* **Selected passage**:
........
1. Would application of the net worth limitation to these claims be retroactive?

"[T]he general rule is that the rights and liabilities of a person who is affected by an event are defined and measured by the statutes in effect at the time of the event." Barnes v. City of Portland, 120 Or. App. 24, 27 (1993).

The legislature may intend, however, that a statute apply retroactively. The question of what constitutes a retroactive application of a statute is a "somewhat slippery one." Vloedman v. Cornell, 161 Or. App. 396, 399 (1999). The term "retroactivity" can be used in two different ways:

In the broad sense, the term "retroactive law" refers to any enactment that changes, from its effective date forward in time, the legal effect of past actions. In the narrow sense, the term is limited to enactments that change the effect of past actions automatically upon passage.

State ex rel Juvenile Dep't of Multnomah County v. Nicholls, 192 Or. App. 604, 608 (2004). Under Oregon law, the term is used "in its broadest sense — that is, to refer to any enactment that changes, from its effective date forward in time, the legal effect of past actions." Id.

Applying this broad view of retroactivity requires a determination of what events, or "past actions," have a legal effect, i.e. give rise to rights and duties. If the events giving rise to the rights and duties of debtor and OIGA asserted in this case arose after the effective date of the 2001 amendment, applying that amendment would not be retroactive.

Because this case involves both first-party and third-party claims, thereby implicating both ORS 734.510 (4) (b) (D) and ORS 734.695 (2) (a), I will analyze the two types of claims separately.

A. ORS 734.510 (4) (b) (D) — covered claim exclusion

OIGA argues that debtor's first-party claims against it for declaratory judgment and breach of contract are barred by ORS 734.510 (4) (b) (D), which excludes from the definition of "covered claim" any "first party claim" made by an insured with a net worth of over $25 million at the end of the year before the insurer's insolvency. According to OIGA, because debtor did not bring its first-party claims against OIGA until after the effective date of the 2001 amendment, application of the net worth provision to these claims would be prospective, not retroactive. Debtor argues that the triggering event for purposes of the retroactivity analysis is the insolvency of the insurers, which occurred years before ORS 734.510 (4) (b) (D) was enacted.
........
* **Data section**:
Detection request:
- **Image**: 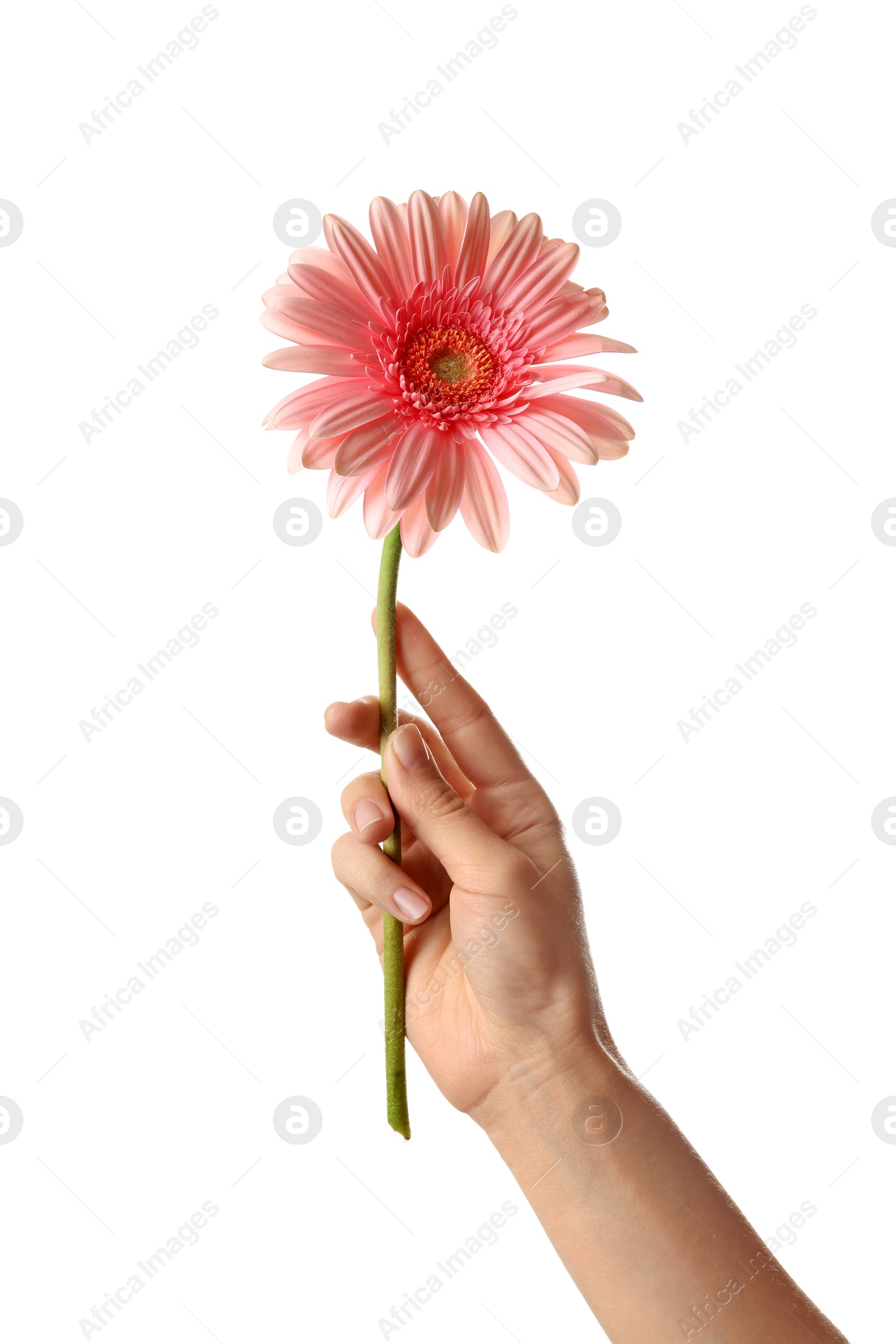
........
* **Description of the task**: Pick up the passage on whether the net worth limitation applies retroactively, and continue it from its last sentence.

* **Reply to the exercise**:
Debtor relies primarily on Rhode Island Insurers' Insolvency Fund v. Leviton Mfg. Co., Inc., 716 A.2d 730 (R.I. 1998), to argue that the insurer's insolvency is the triggering event for purposes of the retroactivity analysis. In Leviton, the insurance policies that covered the claims against the insured had expired before the legislature enacted a net worth limitation much like the one contained in the Oregon statutes. Thereafter, the insurer became insolvent, and the state's guaranty fund made payments on claims against the insured. It then sought to recover the amount of those payments to third parties under the net worth recovery statute. The insured argued that applying the net worth limitation statute to allow recovery would constitute a retroactive application of the statute, because the statute did not exist at the time it was insured by the insurers.

The Rhode Island Supreme Court disagreed. While acknowledging that, at the time the injuries occurred that were ultimately paid by the guaranty fund, the statute prohibited the fund from seeking reimbursement from the insured, the court concluded that it was the date of the insurers' insolvency, not the date of the injury, that triggered application of statute. 716 A.2d at 735.

Factual and statutory distinctions between Leviton and this case make the analysis in Leviton of limited utility here. InLeviton, both the insolvency and the assertion of the claim occurred after the effective date of the statute. The court said that "it is the subsequent insolvency of the insurer and the concomitant obligation to pay the statutorily mandated claims that triggered the statute." Id. (emphasis supplied). The court does not explain how the insolvency of the insurer, without more, gives rise to the guaranty fund's obligation to pay. In the present case, although the insolvency occurred before the effective date of the amendment, the claim against OIGA was not asserted until after the effective date.

Further, the court's decision in Leviton was based at least in part on Liberty Mut. Ins. Co. v. Rhode Island Insurers' Insolvency Fund, 675 A.2d 417, 418 (R.I. 1996) (memorandum), in which the court had held that the date of insolvency was the relevant date for determining whether the 1988 act applied to a particular claim. The court relied on the statutory definition of "insolvent insurer," which meant an insurer that was found insolvent after July 1, 1988. The court concluded, based on the requirement that the insurer be found insolvent after July 1, 1988, that the legislature intended the date of insolvency to be the pertinent date for determining whether the July 1988 act applied. This case is distinguishable, because the Oregon net worth limitation is an amendment to the original OIGA statute, and the amendment does not contain any reference to any particular date.

The original OIGA statute defines "insolvent insurer" as an insurer who is found insolvent after September 9, 1971. ORS 734.510 (6) (b).

The Oregon statute requires OIGA "to pay covered claims existing at the time of determination of insolvency of an insurer. . . ." ORS 734.570(1). Because OIGA steps into the shoes of the insolvent insurer, Taylor v. Oregon Ins. Guar. Ass'n, 99 Or. App. 554, 558 (1989), OIGA's rights and obligations with relation to a particular insured cannot arise before the insurer's obligation arises. The critical question for whether the amendment is being applied prospectively or retroactively is when the insurer's duty to defend or to indemnify arises.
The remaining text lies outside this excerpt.